RECORDS SHOWN below:

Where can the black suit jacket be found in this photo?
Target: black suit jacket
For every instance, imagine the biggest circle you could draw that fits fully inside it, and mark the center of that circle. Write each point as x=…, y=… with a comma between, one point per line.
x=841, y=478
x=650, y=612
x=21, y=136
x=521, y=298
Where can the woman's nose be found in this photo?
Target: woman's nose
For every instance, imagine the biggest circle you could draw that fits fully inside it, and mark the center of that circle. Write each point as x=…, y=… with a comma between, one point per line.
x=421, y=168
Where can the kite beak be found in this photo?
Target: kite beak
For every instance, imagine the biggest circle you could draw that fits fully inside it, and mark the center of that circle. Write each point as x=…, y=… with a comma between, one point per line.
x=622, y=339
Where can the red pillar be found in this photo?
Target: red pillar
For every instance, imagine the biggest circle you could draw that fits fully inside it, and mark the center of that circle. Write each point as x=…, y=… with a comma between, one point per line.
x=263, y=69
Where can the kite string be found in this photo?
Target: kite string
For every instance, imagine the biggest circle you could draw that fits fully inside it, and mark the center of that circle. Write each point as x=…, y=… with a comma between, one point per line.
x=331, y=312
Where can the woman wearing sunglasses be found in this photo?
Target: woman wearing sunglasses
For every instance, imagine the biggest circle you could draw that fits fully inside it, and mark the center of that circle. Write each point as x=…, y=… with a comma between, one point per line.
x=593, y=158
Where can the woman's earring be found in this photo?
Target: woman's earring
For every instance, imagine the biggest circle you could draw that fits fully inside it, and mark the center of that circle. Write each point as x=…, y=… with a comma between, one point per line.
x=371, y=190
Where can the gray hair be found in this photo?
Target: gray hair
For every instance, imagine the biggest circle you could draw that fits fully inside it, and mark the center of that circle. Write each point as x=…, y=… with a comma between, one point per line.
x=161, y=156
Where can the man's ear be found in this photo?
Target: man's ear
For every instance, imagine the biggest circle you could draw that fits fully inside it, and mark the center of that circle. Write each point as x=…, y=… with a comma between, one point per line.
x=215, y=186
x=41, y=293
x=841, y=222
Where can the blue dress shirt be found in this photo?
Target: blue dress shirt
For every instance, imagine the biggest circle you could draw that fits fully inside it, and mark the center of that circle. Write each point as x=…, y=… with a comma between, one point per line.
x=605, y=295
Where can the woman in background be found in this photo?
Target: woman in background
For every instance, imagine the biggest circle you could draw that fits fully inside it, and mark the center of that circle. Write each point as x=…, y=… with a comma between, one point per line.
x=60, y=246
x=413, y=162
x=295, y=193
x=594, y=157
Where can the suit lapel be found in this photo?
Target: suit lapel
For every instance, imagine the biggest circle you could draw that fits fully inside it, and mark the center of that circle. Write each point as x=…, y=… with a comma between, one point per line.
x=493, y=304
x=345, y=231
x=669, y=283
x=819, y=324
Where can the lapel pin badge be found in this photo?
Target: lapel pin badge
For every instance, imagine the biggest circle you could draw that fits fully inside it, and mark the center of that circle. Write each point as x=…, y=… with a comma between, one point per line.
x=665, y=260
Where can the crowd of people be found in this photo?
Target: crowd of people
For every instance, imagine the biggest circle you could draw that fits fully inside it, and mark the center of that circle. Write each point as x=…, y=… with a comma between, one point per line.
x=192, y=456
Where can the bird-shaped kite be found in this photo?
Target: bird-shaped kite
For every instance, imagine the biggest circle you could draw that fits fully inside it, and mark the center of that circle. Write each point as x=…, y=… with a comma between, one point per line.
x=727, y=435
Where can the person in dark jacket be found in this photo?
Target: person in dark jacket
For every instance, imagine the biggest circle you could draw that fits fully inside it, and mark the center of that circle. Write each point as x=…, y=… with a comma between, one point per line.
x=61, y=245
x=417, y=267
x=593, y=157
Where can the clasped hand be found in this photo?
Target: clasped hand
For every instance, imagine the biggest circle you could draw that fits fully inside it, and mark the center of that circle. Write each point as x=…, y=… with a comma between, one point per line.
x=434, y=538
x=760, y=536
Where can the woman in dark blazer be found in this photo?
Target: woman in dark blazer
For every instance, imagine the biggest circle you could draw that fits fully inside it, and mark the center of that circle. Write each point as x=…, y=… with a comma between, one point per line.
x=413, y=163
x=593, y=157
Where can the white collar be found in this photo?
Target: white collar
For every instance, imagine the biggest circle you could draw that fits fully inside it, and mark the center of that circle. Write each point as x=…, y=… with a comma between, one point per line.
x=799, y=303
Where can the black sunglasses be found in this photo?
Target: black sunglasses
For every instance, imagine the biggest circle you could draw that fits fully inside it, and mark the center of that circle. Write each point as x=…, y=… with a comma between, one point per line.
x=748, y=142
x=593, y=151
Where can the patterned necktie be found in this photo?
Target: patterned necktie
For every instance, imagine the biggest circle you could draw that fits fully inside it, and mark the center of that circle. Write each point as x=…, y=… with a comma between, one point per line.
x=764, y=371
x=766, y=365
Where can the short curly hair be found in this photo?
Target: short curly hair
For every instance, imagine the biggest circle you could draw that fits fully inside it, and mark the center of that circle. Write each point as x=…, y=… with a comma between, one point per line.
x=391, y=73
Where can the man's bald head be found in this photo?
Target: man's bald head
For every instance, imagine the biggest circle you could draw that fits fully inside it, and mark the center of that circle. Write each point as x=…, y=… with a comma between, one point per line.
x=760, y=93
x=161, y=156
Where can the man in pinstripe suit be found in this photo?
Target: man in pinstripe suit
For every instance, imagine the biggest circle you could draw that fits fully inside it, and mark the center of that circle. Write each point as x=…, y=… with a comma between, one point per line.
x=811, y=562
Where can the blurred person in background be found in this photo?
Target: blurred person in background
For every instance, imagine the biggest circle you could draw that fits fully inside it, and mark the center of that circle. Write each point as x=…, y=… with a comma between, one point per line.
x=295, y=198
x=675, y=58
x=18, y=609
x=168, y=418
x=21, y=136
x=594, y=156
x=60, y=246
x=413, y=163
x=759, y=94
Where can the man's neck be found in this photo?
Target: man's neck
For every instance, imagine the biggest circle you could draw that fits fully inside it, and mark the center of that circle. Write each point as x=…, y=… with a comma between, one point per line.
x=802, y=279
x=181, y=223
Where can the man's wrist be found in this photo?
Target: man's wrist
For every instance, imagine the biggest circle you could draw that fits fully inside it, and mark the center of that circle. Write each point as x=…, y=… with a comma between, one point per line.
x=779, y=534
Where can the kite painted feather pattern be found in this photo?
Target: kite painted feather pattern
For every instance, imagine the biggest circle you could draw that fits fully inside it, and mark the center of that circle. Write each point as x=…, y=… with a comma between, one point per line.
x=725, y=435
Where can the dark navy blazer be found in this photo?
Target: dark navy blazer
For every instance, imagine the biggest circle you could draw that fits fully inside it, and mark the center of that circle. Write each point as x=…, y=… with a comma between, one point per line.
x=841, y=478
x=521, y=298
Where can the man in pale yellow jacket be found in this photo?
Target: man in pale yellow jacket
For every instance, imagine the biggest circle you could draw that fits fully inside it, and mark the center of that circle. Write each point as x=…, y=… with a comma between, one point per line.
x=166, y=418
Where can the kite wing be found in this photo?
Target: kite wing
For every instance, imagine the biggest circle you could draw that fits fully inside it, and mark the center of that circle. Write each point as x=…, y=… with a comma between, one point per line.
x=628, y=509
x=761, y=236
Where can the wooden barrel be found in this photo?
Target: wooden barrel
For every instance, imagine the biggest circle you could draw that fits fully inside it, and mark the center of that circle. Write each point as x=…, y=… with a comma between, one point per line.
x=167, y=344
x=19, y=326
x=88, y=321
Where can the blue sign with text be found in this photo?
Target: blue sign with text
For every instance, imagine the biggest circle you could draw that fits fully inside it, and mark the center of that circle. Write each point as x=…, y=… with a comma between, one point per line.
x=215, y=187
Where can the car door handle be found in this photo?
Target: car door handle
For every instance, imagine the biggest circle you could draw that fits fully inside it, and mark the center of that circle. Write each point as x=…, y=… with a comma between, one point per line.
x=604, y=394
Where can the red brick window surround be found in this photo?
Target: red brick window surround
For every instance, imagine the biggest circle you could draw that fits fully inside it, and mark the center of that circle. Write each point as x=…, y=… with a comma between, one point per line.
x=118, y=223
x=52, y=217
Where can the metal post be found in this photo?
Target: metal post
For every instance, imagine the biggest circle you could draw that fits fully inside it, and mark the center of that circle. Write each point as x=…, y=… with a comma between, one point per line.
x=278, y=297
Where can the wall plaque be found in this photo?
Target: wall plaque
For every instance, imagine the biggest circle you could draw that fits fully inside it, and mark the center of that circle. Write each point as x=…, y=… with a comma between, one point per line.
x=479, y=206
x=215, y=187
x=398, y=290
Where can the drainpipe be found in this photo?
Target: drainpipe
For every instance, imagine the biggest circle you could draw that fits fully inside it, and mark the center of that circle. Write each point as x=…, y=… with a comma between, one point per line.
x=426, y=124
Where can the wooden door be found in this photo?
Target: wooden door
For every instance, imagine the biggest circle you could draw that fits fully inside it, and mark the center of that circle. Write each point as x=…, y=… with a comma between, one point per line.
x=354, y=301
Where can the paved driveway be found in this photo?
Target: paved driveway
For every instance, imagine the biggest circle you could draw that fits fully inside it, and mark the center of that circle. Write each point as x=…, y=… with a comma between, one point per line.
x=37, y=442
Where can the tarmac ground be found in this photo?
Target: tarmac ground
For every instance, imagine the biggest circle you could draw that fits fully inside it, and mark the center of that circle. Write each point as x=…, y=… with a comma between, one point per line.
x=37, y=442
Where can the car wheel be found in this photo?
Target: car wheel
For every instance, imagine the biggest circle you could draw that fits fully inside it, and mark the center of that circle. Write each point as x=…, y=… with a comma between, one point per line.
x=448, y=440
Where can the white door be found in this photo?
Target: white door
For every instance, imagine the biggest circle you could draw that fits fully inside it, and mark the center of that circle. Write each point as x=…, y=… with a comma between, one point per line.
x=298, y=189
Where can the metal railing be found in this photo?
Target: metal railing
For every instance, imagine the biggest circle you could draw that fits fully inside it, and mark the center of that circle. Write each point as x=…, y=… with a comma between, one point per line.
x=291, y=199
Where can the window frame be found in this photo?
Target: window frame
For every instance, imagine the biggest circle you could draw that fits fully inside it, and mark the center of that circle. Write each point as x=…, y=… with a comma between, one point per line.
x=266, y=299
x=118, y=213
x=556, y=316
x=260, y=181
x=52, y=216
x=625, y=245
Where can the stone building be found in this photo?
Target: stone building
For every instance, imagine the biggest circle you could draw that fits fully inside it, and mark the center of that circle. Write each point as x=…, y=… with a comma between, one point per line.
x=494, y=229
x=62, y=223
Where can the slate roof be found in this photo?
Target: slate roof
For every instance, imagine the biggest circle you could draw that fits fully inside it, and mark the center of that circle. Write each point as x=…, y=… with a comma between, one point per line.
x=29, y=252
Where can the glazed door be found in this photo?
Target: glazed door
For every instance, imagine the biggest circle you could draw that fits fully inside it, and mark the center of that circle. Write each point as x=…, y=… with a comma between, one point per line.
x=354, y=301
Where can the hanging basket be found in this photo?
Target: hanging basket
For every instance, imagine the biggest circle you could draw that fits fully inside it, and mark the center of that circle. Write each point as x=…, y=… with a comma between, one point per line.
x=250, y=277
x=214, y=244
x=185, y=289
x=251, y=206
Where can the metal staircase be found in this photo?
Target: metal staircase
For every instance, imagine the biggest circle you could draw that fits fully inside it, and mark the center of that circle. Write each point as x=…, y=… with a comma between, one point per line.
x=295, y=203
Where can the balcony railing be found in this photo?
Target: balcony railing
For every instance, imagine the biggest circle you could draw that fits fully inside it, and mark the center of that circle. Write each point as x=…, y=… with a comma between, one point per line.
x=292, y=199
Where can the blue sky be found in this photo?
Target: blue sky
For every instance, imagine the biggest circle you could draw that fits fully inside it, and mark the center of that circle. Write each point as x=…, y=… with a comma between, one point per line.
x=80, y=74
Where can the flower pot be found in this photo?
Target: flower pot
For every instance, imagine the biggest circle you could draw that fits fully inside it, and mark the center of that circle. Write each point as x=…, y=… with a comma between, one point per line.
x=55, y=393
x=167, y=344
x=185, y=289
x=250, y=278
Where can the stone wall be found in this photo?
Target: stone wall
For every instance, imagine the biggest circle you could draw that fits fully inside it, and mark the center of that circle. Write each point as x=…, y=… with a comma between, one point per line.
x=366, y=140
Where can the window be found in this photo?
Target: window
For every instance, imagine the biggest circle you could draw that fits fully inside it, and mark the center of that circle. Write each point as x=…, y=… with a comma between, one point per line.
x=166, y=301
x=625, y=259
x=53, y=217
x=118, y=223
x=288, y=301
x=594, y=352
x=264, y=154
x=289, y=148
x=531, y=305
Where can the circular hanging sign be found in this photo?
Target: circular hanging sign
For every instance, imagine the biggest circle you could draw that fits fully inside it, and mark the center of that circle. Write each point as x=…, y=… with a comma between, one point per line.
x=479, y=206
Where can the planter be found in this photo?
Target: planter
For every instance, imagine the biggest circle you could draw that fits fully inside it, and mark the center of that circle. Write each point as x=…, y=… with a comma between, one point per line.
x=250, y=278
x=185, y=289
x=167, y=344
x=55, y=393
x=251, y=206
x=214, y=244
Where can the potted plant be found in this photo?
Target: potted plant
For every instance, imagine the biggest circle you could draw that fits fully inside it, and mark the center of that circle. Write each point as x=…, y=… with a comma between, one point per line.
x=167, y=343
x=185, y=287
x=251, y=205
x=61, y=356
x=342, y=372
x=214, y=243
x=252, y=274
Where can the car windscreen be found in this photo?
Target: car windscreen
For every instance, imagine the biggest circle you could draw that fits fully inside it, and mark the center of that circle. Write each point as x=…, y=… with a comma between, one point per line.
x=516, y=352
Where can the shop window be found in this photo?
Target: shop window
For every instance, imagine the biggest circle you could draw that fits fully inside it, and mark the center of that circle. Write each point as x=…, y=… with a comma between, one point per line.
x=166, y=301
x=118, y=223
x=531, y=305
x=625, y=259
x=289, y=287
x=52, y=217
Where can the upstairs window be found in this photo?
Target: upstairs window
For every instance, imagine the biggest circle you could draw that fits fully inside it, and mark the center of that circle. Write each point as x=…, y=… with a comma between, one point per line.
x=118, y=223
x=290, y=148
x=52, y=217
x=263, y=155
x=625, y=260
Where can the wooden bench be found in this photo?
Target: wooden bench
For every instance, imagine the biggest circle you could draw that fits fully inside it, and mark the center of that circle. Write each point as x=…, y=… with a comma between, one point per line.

End of RECORDS SHOWN.

### TASK DIRECTIONS
Check each line above for the string "dark" and copy every line that has it.

### SOLUTION BELOW
Where can the person in dark jacket be found in this photo?
Target: person in dark jacket
Where can the woman in dark blazer be found in this photo?
Target: woman in dark blazer
Where can the dark navy blazer be found in this photo?
Target: dark navy blazer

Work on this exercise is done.